◆ **Aim of the exercise**:
Turn every line of the records into a numbered list, skipping blank lines and leaving out the pictures.

◆ **Excerpts from pointing data**:

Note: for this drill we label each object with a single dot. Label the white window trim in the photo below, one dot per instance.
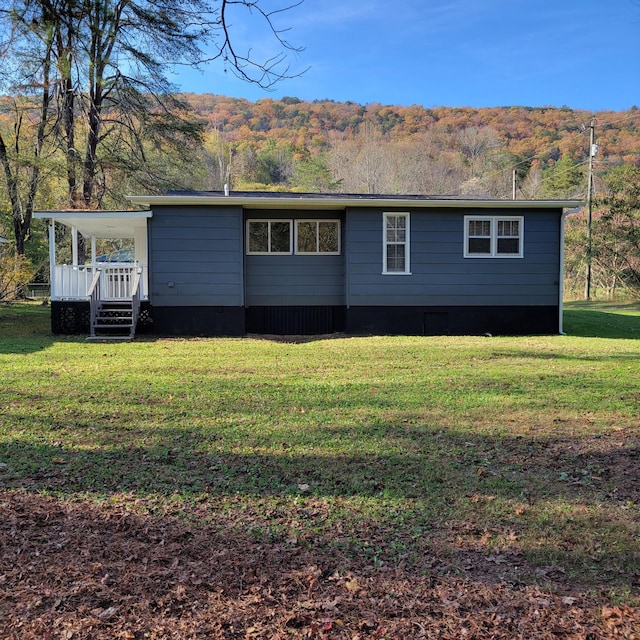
(407, 244)
(318, 253)
(270, 253)
(493, 220)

◆ **Problem solution**:
1. Note: for this drill we label each object with a single dot. Label the white window trim in the photo below, one dot per instance.
2. (407, 244)
3. (318, 253)
4. (270, 253)
5. (493, 220)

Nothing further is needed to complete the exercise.